* [Consigne] Rédigez la suite de l'extrait sur l'orateur et l'étude du cœur humain, en reprenant après sa dernière phrase.

* [Texte à lire]
★ ★ ★ ★ ★ ★ ★

De là, pour l’orateur, la nécessité d’une étude très longue et très délicate du cœur humain, étude dont nos grands orateurs sacrés nous donnent à tout moment la preuve. L’exemple suivant de Massillon le montrera clairement ; il reproche à ceux qui se pressent aux instructions données par les prédicateurs en renom, cette légèreté d’esprit qui les fait s’attacher à des mérites de forme, quand il s’agit pour eux des vérités éternelles :

Cependant, parmi tous ceux qui nous écoutent, il en est peu aujourd’hui qui ne s’érigent en juges et en censeurs de la parole sainte. On ne vient ici que pour décider du mérite de ceux qui l’annoncent, pour faire des parallèles insensés, pour prononcer sur la différence des jours et des instructions : on se fait honneur d’être difficile ; on passe sans attention sur les vérités les plus étonnantes, et qui seraient d’un plus grand usage pour soi ; et tout le fruit qu’on retire d’un discours chrétien se borne à en avoir mieux remarqué les défauts que tout autre. De sorte qu’on peut appliquer à la plupart de nos auditeurs ce que Joseph, devenu le sauveur de l’Égypte, disait par pure feinte à ses frères : « Ce n’est pas pour chercher le froment et la nourriture que vous êtes venus ici, c’est comme des espions qui venez remarquer les endroits faibles de cette contrée : Exploratores estis ; ut videatis infirmiora terræ, venistis. » Ce n’est pas pour vous nourrir du pain de la parole et chercher des secours et des remèdes utiles à vos maux que vous venez nous écouter ; c’est pour trouver où placer quelques vaines censures et vous faire honneur de nos défauts, qui sont peut-être une punition terrible de Dieu sur vous, lequel refuse à vos crimes des ouvriers plus accomplis et qui auraient pu vous rappeler à la pénitence : Exploratores estis ; ut videatis infirmiora terræ, venistis. »

★ ★ ★ ★ ★ ★ ★

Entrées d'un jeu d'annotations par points
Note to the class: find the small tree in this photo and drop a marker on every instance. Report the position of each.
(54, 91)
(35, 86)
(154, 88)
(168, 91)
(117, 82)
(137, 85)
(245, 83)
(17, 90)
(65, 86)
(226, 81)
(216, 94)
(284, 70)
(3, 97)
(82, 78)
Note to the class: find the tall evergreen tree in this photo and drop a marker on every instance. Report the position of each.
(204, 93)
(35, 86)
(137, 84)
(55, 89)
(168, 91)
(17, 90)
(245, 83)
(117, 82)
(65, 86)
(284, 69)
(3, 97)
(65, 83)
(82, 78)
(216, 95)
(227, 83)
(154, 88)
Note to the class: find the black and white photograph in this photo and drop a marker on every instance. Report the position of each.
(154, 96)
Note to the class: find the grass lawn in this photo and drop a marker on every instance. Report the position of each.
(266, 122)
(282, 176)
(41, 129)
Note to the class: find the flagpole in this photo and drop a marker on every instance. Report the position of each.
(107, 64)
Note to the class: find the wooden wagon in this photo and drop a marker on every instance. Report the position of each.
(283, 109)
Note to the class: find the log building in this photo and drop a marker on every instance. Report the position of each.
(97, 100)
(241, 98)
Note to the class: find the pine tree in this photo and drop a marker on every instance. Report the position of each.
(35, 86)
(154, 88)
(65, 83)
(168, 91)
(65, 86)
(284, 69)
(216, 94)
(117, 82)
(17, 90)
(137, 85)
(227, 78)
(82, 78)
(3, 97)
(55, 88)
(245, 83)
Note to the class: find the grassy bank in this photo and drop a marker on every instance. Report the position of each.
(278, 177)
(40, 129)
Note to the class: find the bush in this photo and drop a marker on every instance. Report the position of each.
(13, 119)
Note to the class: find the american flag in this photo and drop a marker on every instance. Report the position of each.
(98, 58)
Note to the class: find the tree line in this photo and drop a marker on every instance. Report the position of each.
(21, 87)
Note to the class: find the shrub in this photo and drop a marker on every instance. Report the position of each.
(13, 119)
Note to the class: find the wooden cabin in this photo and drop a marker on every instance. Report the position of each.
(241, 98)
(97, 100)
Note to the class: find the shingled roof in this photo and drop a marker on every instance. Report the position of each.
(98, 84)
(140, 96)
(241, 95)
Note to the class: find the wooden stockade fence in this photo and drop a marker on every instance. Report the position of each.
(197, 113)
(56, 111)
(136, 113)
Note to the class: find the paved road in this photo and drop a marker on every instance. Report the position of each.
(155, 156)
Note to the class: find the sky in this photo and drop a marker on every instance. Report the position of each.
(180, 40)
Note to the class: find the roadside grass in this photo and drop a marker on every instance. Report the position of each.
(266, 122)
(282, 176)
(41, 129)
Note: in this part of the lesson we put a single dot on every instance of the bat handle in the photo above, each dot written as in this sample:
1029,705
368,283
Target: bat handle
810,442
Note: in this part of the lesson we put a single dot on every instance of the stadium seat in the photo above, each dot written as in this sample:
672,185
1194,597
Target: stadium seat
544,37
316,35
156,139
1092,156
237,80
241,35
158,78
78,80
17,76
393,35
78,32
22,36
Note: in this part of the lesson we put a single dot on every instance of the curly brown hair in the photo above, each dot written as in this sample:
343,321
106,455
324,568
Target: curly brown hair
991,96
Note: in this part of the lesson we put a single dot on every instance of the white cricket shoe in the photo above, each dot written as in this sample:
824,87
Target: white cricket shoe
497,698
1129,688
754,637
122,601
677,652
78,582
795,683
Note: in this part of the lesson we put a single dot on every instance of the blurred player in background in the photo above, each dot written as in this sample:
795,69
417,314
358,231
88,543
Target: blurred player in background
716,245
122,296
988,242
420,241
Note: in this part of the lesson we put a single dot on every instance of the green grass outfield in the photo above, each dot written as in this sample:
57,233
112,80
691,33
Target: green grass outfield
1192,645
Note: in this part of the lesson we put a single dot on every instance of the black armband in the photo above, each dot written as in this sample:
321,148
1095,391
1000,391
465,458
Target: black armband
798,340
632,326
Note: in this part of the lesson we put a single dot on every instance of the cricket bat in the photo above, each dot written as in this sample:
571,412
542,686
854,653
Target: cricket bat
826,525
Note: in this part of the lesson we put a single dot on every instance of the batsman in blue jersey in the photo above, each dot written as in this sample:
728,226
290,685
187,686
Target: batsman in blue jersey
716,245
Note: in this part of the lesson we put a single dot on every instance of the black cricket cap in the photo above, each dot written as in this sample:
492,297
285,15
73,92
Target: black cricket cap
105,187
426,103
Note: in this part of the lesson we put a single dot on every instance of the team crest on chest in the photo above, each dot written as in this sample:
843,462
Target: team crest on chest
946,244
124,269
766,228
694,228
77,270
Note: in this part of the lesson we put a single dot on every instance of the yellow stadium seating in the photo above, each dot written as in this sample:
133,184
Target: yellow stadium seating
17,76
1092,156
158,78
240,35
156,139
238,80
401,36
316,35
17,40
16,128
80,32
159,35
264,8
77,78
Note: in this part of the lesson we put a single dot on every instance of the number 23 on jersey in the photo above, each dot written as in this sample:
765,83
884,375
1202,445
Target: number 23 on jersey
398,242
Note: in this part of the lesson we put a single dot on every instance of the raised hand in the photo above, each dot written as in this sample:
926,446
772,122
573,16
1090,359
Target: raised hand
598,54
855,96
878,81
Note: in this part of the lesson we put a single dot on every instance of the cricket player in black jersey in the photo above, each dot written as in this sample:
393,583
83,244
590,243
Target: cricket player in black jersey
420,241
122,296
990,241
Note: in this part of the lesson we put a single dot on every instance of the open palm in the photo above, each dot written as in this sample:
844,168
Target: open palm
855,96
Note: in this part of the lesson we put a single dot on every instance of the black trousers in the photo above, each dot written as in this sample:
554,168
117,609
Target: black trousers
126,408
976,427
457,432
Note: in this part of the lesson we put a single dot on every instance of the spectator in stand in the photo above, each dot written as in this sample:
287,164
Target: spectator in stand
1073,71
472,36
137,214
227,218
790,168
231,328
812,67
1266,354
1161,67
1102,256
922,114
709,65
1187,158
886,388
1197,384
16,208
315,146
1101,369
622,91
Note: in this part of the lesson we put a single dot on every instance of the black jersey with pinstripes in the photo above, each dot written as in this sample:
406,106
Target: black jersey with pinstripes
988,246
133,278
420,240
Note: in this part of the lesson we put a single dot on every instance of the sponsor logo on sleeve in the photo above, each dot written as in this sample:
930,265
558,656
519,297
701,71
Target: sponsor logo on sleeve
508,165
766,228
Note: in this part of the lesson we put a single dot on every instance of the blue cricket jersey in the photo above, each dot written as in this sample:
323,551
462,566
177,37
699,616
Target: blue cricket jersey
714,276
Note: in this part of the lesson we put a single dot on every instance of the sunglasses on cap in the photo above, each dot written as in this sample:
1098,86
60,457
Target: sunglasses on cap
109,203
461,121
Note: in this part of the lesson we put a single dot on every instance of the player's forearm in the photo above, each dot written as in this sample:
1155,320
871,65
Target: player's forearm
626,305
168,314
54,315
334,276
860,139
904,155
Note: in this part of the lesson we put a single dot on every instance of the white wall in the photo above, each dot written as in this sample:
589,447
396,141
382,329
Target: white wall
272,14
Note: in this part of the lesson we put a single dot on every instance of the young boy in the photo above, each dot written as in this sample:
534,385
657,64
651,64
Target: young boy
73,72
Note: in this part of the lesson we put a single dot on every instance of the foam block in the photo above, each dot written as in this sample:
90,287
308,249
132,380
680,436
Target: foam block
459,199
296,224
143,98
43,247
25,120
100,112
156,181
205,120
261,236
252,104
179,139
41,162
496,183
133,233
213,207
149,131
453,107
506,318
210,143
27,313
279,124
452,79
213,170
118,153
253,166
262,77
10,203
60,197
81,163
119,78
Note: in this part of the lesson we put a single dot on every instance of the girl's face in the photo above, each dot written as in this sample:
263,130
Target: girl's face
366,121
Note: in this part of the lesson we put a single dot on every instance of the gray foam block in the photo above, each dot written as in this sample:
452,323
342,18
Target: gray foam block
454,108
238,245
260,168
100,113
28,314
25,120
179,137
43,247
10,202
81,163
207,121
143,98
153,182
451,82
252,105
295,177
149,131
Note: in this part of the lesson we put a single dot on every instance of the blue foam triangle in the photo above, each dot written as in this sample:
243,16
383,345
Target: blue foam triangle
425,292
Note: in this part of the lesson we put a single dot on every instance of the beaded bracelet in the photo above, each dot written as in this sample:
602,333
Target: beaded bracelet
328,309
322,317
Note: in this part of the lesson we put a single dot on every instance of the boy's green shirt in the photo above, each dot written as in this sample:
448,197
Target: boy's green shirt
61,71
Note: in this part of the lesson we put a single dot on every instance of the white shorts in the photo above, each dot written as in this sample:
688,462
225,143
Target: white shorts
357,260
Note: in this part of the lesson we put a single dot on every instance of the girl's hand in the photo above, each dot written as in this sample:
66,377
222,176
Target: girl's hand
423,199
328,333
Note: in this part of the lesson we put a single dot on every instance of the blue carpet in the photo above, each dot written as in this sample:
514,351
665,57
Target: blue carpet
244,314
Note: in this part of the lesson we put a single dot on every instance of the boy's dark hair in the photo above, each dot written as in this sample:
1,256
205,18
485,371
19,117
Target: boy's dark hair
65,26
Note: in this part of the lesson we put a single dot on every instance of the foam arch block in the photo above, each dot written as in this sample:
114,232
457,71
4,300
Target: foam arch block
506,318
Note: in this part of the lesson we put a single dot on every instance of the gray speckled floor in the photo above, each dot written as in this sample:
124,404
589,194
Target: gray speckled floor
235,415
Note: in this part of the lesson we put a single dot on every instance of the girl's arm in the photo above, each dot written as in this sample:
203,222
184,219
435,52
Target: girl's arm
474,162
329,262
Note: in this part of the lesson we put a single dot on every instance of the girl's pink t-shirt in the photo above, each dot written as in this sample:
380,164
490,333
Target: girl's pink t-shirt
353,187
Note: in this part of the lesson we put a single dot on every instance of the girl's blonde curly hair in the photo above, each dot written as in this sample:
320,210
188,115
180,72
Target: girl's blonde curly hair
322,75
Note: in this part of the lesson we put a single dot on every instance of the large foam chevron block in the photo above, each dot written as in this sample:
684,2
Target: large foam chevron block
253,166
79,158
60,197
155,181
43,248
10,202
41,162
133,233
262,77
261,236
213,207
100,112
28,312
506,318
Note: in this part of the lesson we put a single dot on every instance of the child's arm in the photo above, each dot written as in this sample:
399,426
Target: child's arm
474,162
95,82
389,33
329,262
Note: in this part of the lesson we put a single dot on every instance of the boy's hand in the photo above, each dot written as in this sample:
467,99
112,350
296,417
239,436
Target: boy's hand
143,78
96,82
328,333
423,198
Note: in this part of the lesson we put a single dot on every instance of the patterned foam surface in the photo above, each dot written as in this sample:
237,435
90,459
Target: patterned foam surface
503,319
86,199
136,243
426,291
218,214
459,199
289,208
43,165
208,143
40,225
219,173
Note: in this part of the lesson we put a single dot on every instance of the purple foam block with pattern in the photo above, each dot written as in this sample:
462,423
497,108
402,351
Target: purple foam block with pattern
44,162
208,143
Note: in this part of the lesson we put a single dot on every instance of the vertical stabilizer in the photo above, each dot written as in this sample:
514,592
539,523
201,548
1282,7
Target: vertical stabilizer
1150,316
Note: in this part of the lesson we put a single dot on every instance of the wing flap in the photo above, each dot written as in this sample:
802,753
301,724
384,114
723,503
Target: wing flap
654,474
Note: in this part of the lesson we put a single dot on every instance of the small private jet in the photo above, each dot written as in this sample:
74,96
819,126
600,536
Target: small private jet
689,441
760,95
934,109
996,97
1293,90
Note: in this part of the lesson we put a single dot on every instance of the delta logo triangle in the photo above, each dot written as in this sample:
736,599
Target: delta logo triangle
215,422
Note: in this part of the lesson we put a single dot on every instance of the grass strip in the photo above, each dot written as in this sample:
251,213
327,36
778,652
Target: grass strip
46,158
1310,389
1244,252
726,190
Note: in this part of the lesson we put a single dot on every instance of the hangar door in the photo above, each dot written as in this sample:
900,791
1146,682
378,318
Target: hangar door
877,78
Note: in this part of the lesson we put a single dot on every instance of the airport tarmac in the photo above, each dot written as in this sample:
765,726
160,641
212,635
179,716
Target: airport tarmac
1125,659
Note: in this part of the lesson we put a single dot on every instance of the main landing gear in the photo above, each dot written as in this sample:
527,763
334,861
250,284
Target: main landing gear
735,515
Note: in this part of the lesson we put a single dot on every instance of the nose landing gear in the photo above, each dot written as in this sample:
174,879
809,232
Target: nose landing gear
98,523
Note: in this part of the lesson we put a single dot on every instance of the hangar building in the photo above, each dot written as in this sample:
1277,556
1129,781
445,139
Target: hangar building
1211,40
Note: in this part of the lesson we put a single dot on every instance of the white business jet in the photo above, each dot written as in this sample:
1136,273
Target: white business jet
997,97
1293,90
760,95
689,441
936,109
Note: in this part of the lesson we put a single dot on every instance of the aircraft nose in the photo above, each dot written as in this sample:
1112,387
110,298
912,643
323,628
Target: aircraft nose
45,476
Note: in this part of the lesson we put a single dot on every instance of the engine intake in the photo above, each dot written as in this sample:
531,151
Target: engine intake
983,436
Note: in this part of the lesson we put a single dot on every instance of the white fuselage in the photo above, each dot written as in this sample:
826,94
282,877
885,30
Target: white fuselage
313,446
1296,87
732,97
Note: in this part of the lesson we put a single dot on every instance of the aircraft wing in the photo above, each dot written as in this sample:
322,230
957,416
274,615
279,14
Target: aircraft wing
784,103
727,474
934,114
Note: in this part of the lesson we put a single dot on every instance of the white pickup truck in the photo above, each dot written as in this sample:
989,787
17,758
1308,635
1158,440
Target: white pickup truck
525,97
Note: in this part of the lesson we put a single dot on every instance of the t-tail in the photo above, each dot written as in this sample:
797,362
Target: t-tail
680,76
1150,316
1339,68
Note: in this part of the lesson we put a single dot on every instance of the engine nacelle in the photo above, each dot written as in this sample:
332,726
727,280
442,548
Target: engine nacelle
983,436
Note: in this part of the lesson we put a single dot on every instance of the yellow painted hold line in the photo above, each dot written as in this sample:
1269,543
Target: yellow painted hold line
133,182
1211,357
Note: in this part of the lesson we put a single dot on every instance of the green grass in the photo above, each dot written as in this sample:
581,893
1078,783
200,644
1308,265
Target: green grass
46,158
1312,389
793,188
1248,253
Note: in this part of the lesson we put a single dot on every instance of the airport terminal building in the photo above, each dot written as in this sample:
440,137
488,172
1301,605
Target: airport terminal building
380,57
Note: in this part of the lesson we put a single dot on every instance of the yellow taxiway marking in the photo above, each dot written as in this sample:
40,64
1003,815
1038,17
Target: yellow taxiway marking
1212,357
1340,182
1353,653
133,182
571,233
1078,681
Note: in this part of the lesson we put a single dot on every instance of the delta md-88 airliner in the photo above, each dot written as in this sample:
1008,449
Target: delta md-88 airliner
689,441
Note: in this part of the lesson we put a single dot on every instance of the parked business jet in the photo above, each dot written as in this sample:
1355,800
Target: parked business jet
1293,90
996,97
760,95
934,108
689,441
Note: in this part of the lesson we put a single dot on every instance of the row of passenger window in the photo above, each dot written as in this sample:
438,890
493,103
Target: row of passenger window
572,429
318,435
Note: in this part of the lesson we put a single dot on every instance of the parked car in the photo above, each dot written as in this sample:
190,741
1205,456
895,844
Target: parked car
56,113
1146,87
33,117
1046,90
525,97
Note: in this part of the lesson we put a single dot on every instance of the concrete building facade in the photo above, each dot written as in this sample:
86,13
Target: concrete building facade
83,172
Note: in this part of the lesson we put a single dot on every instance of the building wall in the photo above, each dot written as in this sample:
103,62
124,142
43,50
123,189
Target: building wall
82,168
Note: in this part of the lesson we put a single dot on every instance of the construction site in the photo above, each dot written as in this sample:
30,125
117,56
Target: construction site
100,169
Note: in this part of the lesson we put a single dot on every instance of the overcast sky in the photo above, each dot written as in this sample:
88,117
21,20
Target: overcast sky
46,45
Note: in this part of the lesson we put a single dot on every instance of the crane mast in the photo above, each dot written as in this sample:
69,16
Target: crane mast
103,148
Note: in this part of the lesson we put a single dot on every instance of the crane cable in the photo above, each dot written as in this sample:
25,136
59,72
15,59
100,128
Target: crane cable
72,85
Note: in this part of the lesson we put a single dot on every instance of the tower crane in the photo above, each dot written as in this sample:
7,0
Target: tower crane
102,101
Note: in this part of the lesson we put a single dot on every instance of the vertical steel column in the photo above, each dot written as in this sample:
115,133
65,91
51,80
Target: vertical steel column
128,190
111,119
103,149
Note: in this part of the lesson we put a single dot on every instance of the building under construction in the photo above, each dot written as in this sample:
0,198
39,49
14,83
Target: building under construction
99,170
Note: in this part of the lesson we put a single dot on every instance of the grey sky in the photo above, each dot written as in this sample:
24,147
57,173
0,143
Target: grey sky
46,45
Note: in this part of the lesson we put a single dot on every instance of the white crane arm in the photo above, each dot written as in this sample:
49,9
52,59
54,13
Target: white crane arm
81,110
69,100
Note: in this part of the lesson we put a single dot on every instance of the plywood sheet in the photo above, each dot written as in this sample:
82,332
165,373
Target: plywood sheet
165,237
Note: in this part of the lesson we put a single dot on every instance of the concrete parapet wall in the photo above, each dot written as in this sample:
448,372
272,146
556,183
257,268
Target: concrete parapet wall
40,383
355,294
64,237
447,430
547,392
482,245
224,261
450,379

★ ★ ★ ★ ★ ★ ★

* [Réponse]
§ 6. Passions. §

Les passions sont des mouvements impétueux de l’âme qui l’emportent vers un objet ou qui l’en détournent. Ces passions sont l’effet des impressions que l’âme reçoit. Si ces impressions sont agréables, la volonté approuve l’objet qui les occasionne ; si elle est désagréable, elle le désapprouve. Quand ces impressions sont légères elles produisent tout ce qu’on appelle passions douces, sentiments, comme l’amitié, la gaîté, le goût, etc., etc. Quand, au contraire, elles sont violentes, on les nomme proprement passions ; telles sont la colère, la haine, la vengeance, et tous les sentiments exaltés. L’âme est troublée par des secousses violentes qui la déplacent et lui font perdre son assiette.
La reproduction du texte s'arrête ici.